▶ [Textabschnitt]:
-=-=-

Gestalten und Gestaltung. Büchereien und andere Sammelsurien.

11. 10. 2014 - 10:00

Mädchenhimmel!

Von der Eifersucht, tatenlosen Männern, dem schlechten Ruf und dem prekären Leben ohne Engagement. Kniefall vor den ausgezeichneten Gedichten und Geschichten von Lili Grün aus den 1920er und 1930er Jahren.

"Mein kleiner Junge, kokettier' nicht mit mir,
Ich hab' andere Sorgen.
Den ganzen Tag lauf' ich herum,
Um Geld für die Miete zu borgen."

Lili Grün

Österreichische Nationalbibliothek

*Später auch Lily Grün

Lilli* Grün ist 25 Jahre alt, als ihr "Monolog" am 25. 9. 1929 in der Berliner Zeitung erscheint.

"---Ich bin im Februar neunzehnhundertvier in Wien geboren,
Frühzeitig hab' ich Vater und Mutter verloren.
--- Sollte es mir gelingen, die freiwerdende Stelle
Bei Ihnen zu bekommen, sehr verehrter Herr Direktor,
Dann werde ich mich bemühen, meinen Pflichten stets nachzukommen."

Tatsächlich kam Lili Grün als Elisabeth Grün im Februar 1904 in Wien auf die Welt, verlor früh ihre Eltern und wollte Schauspielerin werden; nahm Schauspielunterricht, erlernte als Brotberuf erfolglos "Kontoristin", um die Büroarbeit bald gegen eine Ausbildung als Modistin auszutauschen.

Das Gedicht kann also durchaus als Bewerbung gelesen werden.

Als Schauspielerin fand Lili Grün in Wien kaum Rollen, sie zog nach Berlin, wo noch mehr SchaupsielerInnen um die wenigen Rollen kämpften.

In "Tränen der Kollegin" beschreibt sie das aussichtslose schwierige Vorsprechen einer Kollegin: "Zwischen ihr und diesen großen Rollen steht die unübersteigbare Chinesische Mauer, die noch kein Anfänger ohne Protektion, Zufall und Glück durchbrochen hat."

Im Kabarett (u.a. um Hanns Eisler) fühlt sich Lili Grün schließlich mit ihren Gedichten und lyrischen Songs gut aufgehoben.

-=-=-

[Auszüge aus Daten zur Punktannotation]
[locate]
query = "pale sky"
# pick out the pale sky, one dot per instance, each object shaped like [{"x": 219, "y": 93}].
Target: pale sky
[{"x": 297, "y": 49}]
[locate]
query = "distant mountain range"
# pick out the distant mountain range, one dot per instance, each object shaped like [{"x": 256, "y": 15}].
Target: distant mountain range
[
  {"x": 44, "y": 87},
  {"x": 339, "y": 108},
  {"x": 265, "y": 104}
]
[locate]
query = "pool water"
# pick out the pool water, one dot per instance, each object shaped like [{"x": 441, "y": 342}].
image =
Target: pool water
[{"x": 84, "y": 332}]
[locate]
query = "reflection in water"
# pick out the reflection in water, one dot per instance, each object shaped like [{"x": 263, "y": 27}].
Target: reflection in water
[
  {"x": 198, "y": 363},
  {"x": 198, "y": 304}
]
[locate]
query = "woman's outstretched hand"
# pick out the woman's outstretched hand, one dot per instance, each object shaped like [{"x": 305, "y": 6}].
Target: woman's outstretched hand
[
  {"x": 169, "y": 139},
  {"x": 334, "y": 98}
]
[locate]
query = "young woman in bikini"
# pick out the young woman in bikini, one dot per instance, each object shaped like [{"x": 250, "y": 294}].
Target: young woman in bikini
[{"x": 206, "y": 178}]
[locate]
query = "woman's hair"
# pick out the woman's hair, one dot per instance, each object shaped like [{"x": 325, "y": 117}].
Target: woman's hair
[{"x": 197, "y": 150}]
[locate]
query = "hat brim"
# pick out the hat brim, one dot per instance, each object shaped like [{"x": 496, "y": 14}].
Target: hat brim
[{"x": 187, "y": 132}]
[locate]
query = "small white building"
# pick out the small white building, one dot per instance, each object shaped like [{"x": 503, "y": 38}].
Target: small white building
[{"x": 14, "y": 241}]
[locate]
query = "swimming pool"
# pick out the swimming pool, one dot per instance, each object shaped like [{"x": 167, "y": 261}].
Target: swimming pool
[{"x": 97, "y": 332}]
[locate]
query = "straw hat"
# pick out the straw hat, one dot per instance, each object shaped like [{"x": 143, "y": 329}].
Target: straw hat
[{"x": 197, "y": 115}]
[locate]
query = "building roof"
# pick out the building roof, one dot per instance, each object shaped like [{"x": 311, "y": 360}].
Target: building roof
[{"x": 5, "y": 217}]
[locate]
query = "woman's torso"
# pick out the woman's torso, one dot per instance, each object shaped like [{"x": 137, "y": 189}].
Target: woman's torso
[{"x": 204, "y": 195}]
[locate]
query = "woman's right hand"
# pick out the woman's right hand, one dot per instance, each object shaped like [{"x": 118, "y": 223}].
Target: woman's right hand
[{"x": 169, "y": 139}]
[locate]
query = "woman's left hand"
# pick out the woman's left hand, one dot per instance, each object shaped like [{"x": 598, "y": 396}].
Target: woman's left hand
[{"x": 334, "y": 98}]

-=-=-

▶ [Aufgabe]: Setze den Text über Lili Grün nach seinem letzten Satz fort. Für die Bearbeitung braucht es die Zeilen nicht.

▶ [Lösung]:
Sie skizziert den Alltag, Probleme wie Sehnsüchte und Träume. Was sie beschreibt, gleicht dem Konzentrat des in Gedichten mit großartigen Titeln wie "Elegie bei einer Tasse Mocca", "Jung enttäuscht", "Weißt du, was mich schrecklich kränkt?", "Weihnachtsvorbereitung einer Junggesellin" oder "Notschrei einer allzu Braven" oder in Geschichten wie "Tatenlosen Männer", "Wir sind eifersüchtig", "Sein schlechter Ruf", "Engagementlos", „"Selbstmord ganz vergeblich" oder "Endlich allein!".

Man liest diese Momentaufnahmen und mag nicht glauben, dass die fast 90 Jahre alt sind.

Aus der Zeit gefallen scheinen diese selbstironischen melancholischen, teilweise lakonischen Beobachtungen. Gleichzeitig sensibel wie selbstbewusst. Poetisch wie rotzig.

Ein Fräulein erwacht in einer fremden Wohnung

Sie schmeckt mir nicht, die so geliebte Morgenzigarette –
Ach, wenn ich bloß 'ne andres Sorte hätte;
Natürlich, ausgerechnet so ein starkes Kraut,
Und überhaupt – ich will nach Haus
In mein Bett!
Und mich ausstrecken
Unter gewohnten, geliebten, vertrauten Decken,
Und ich will meine Zahnbürste
Und meine Badewanne
Und meine eigene praktische Kaffeekanne,
Nicht dieses fremde, scheußliche Ding
Mit diesem ausgefallenen Muster,
Ausgerechnet 'ne Blume und ein Schmetterling,
Einfach verrückt!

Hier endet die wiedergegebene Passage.